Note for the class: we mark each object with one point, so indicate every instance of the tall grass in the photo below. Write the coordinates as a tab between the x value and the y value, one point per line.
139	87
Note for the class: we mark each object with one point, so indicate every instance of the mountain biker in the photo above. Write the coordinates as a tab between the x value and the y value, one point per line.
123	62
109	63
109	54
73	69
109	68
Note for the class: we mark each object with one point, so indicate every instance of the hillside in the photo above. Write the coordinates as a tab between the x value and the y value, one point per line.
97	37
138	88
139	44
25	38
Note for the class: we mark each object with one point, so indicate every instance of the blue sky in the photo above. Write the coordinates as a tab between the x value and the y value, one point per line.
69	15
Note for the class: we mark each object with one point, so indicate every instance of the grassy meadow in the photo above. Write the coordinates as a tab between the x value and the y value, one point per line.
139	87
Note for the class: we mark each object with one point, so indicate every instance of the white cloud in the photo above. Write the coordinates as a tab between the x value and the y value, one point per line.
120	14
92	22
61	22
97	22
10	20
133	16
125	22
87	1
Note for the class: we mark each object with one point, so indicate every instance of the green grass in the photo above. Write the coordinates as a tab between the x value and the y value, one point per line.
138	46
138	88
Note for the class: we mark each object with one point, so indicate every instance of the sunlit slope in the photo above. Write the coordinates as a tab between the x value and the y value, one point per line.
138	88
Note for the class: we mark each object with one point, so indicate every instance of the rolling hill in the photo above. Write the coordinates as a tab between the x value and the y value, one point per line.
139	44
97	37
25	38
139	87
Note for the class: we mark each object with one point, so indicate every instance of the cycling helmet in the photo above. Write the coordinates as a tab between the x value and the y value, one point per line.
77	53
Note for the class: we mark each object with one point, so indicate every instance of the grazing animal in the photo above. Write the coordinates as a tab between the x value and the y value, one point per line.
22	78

Task directions: Reproduce the listing above with "Note for the class" swapped for "Reminder for the group" everywhere it occurs, leaving everything else unchanged.

Result:
Reminder for the group: we mark each object with one point, so indicate every instance of the tall grass in the photo below. Write the coordinates as a tab between the x value and the y value, one point per line.
139	87
Reminder for the group: we mark each object with one point, so indicate every instance of the mountain biker in the photo above. Write the coordinates as a tab between the x value and the y value, one point per line.
123	62
109	63
109	54
73	69
109	68
Reminder for the group: we mark each object with one point, so indicate every instance of the hillside in the photo above. Write the coordinates as a tab between the x value and the y value, one point per line.
97	37
138	88
139	44
25	38
Reminder for the group: we mark each object with one point, so indicate every instance of the blue sky in the photo above. Write the coordinates as a tab between the x value and the y value, one point per line.
69	15
Reminder for the group: we mark each object with one point, so indicate every instance of the grassy meadow in the photo above. Write the coordinates as a tab between the x value and the y value, one point per line.
139	87
Reminder for the group: we mark each object with one point, so indicate every instance of the white cloud in the photo above. Write the coordinates as a tab between the x value and the y value, one point per line.
120	14
92	22
61	22
97	22
10	20
133	16
125	22
87	1
Reminder for the group: we mark each object with one point, so indicate every instance of the green grass in the photo above. Write the coordinates as a tab between the x value and the y value, one point per line.
138	46
138	88
Reminder for the group: we mark each object with one point, so indicate every instance of the sunlit slope in the photo above. Write the coordinates as a tab between the x value and the y value, one point per line.
138	88
Reminder for the group: we mark each object with one point, so indicate every instance of the rolling hill in the photo above. Write the coordinates as a tab between the x value and the y value, one point per line.
139	44
97	37
25	38
139	87
Reminder for the group: we mark each object with one point, so indicate every instance of the cycling helmet in the photo above. Write the coordinates as a tab between the x value and the y value, one point per line.
77	53
Reminder for the group: we mark each object with one point, so indicate every instance of the grazing animal in the photo above. Write the coordinates as a tab between the x value and the y value, one point per line.
22	78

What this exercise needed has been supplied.